WHAT YOU SHOULD DO
Please repeat exactly the lines below from the one containing "Query: glass dome" down to the one containing "find white panel", both included, and nothing else.

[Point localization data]
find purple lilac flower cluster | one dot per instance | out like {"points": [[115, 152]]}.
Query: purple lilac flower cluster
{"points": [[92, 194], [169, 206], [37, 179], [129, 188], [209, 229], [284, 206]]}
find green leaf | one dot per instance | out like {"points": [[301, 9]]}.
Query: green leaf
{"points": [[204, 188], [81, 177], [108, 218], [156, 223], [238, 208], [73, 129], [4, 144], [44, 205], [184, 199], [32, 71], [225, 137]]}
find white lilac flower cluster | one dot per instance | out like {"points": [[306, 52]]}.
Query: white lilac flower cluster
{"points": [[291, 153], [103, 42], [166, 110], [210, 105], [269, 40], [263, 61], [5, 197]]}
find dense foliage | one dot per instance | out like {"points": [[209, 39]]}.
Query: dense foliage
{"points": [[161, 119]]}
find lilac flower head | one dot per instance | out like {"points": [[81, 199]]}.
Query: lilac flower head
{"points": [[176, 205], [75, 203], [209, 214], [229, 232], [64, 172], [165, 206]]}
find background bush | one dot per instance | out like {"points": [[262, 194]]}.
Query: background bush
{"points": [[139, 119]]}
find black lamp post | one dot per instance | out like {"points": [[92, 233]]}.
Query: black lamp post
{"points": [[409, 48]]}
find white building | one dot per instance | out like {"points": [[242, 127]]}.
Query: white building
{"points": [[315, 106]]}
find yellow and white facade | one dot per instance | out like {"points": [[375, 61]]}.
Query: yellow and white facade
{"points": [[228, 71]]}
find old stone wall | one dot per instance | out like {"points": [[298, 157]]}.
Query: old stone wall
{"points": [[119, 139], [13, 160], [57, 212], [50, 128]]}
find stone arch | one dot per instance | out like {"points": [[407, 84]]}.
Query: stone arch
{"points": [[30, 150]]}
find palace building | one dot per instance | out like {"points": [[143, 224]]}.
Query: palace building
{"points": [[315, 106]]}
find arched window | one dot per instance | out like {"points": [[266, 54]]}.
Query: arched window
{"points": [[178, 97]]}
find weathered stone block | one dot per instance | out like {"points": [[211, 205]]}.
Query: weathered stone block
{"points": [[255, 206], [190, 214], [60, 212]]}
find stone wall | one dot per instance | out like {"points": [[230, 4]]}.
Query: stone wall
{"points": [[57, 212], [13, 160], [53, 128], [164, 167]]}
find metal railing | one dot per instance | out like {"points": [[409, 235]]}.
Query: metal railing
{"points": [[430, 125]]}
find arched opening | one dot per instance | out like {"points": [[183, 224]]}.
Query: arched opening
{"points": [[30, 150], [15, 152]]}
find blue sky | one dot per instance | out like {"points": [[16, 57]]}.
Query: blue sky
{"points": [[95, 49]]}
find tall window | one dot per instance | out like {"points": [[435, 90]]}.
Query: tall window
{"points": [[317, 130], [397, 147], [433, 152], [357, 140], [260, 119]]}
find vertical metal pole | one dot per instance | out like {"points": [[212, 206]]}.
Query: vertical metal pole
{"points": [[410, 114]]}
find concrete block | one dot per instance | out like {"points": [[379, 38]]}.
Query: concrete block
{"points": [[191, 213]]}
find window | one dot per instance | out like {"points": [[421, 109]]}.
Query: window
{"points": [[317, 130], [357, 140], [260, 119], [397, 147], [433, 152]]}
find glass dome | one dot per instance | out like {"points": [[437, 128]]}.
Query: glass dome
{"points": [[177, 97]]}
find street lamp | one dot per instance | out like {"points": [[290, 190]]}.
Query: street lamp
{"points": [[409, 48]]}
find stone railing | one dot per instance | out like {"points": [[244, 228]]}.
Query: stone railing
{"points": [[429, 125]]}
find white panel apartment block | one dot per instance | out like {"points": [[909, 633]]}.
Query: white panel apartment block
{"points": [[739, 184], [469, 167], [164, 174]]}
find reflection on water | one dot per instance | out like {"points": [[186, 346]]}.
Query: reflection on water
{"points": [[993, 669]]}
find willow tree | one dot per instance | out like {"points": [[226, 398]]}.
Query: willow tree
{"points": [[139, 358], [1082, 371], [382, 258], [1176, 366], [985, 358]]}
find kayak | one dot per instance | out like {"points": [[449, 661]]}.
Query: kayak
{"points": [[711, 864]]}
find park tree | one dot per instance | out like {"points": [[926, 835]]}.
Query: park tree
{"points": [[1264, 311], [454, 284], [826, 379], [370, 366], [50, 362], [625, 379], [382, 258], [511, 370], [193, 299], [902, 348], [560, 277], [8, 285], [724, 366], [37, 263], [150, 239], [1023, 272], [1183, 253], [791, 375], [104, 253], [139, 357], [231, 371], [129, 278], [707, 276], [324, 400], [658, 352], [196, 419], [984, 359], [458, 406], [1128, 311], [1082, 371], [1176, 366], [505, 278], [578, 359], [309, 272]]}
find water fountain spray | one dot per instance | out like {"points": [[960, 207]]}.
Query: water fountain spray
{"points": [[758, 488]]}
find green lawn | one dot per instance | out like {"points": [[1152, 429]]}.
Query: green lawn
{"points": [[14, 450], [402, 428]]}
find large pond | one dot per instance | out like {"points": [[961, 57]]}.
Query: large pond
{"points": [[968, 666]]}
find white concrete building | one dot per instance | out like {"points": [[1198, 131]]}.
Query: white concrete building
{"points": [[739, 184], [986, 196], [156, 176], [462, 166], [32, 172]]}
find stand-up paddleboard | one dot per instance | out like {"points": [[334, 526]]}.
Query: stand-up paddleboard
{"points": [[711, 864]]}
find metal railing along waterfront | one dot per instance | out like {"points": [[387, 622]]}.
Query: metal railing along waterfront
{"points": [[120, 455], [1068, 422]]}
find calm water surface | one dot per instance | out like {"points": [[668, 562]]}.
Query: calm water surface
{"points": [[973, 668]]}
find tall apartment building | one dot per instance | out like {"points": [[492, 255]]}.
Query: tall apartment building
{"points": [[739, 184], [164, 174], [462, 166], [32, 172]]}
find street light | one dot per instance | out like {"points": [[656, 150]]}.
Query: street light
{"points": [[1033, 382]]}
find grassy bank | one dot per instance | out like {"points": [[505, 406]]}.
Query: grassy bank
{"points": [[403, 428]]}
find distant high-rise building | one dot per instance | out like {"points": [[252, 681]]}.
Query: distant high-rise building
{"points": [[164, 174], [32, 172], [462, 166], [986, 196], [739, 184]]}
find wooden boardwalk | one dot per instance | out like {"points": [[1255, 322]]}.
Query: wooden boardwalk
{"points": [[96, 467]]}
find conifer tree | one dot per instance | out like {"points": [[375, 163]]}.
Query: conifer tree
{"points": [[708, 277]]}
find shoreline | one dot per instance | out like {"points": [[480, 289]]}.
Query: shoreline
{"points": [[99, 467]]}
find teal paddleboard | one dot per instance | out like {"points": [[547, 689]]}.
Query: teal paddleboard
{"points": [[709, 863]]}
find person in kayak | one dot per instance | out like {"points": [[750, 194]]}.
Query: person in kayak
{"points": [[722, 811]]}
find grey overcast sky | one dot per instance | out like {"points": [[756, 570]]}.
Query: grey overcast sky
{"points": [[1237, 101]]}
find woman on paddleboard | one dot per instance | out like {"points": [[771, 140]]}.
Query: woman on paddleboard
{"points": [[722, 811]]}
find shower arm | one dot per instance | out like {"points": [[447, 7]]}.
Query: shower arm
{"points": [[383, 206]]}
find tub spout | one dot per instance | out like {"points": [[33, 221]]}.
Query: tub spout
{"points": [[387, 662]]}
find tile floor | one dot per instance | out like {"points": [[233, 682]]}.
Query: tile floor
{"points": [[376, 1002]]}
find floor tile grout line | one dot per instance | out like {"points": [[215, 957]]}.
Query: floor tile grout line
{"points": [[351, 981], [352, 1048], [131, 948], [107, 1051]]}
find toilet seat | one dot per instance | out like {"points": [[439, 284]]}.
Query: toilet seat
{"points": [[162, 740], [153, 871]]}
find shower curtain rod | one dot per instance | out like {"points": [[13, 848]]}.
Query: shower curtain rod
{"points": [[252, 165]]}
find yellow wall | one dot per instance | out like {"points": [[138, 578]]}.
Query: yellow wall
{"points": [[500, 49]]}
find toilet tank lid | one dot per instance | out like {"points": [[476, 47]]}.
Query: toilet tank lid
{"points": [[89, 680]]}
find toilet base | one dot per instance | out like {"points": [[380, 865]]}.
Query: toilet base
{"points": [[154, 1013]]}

COMPLETED TASK
Query: glass dome
{"points": [[177, 97]]}
find street lamp | one dot per instance | out like {"points": [[290, 190]]}.
Query: street lamp
{"points": [[409, 48]]}
find stone railing | one dot per instance | out like {"points": [[244, 228]]}.
Query: stone railing
{"points": [[429, 125]]}
find white panel apartment block | one dot per instance | out like {"points": [[909, 633]]}.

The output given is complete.